BEGIN
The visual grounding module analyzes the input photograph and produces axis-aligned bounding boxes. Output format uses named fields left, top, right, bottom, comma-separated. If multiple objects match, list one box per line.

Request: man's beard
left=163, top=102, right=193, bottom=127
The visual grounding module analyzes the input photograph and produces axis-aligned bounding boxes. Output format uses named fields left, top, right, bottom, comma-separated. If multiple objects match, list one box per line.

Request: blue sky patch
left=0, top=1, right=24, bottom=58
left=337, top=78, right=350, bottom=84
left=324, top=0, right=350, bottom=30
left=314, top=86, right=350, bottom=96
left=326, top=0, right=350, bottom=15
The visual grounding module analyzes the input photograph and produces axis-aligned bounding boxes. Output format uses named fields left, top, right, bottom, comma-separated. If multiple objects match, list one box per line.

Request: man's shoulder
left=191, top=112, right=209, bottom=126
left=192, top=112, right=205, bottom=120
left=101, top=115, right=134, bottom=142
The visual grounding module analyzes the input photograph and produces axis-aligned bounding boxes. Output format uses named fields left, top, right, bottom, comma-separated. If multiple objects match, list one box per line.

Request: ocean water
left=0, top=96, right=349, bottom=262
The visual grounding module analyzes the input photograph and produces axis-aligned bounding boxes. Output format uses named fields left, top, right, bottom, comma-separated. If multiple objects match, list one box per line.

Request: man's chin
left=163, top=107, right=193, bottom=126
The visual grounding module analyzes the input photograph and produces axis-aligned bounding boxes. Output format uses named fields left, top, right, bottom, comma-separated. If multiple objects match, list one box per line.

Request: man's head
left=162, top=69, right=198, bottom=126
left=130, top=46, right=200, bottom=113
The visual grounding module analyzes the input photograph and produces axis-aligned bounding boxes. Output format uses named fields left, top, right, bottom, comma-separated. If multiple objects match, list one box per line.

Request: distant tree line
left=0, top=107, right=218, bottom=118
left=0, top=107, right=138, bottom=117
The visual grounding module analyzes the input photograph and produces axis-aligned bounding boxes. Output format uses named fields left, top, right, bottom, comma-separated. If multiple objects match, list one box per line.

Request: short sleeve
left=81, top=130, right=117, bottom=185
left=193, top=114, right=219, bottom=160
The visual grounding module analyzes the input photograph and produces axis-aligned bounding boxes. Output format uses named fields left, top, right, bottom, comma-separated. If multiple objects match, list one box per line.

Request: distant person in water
END
Letter for letter, copy all of the entries above.

▶ SOLUTION FOR THIS PROBLEM
The visual grounding module analyzes the input photograph and produces axis-aligned bounding boxes. Output format uses named fields left, top, right, bottom, comma-separated. If multiple objects match, list one box per line.

Request: man's beard
left=163, top=102, right=193, bottom=127
The visual grounding module analyzes the input photograph and produces axis-aligned bounding boxes. Output format uses named fields left, top, right, bottom, comma-separated. If multiple objects match, list one box per line.

Request: blue sky patch
left=0, top=1, right=24, bottom=58
left=337, top=78, right=350, bottom=84
left=324, top=0, right=350, bottom=30
left=314, top=86, right=350, bottom=96
left=326, top=0, right=350, bottom=15
The visual grounding module analyzes the input photograph and produces axis-aligned bounding boxes. Output format uses named fields left, top, right, bottom, comma-separated. If multiple objects match, list one box per line.

Request: man's shoulder
left=191, top=112, right=209, bottom=126
left=192, top=112, right=205, bottom=120
left=101, top=115, right=134, bottom=142
The visual grounding module analyzes the input photograph and produces axis-aligned bounding boxes. Output format uses named fields left, top, right, bottom, comma-separated. If multiple objects match, list one box per line.

Request: ocean water
left=0, top=96, right=349, bottom=262
The visual grounding module analyzes the input photograph and produces axis-aligned bounding boxes. Output format uses named fields left, top, right, bottom, comma-separated. If multiple objects match, list one box per line.

Request: man's chin
left=163, top=107, right=193, bottom=126
The visual grounding module analyzes the input photograph and produces axis-aligned bounding boxes. Output format uses named fields left, top, right, bottom, comma-separated. If multiple objects match, list one box per line.

Request: man's head
left=162, top=69, right=198, bottom=126
left=130, top=46, right=200, bottom=113
The visual grounding module analyzes the input photograph and produces axis-aligned bounding boxes. Output format uses named fields left, top, right, bottom, comma-separated. If multiple objects match, list one box per line.

Request: distant tree line
left=0, top=107, right=218, bottom=118
left=0, top=107, right=138, bottom=117
The visual grounding module analyzes the input photograph and produces axis-aligned bounding boxes. Output format uses named fields left, top, right, bottom, comma-separated. If multiple objects match, list one box per line.

Request: short sleeve
left=81, top=130, right=117, bottom=185
left=193, top=114, right=219, bottom=160
The visual grounding module analyzes the input photograph and produces axis-aligned bounding boxes. Output format uses named fields left, top, right, bottom, comma-separated. If multiple objects match, list one box per line.

Request: distant person in water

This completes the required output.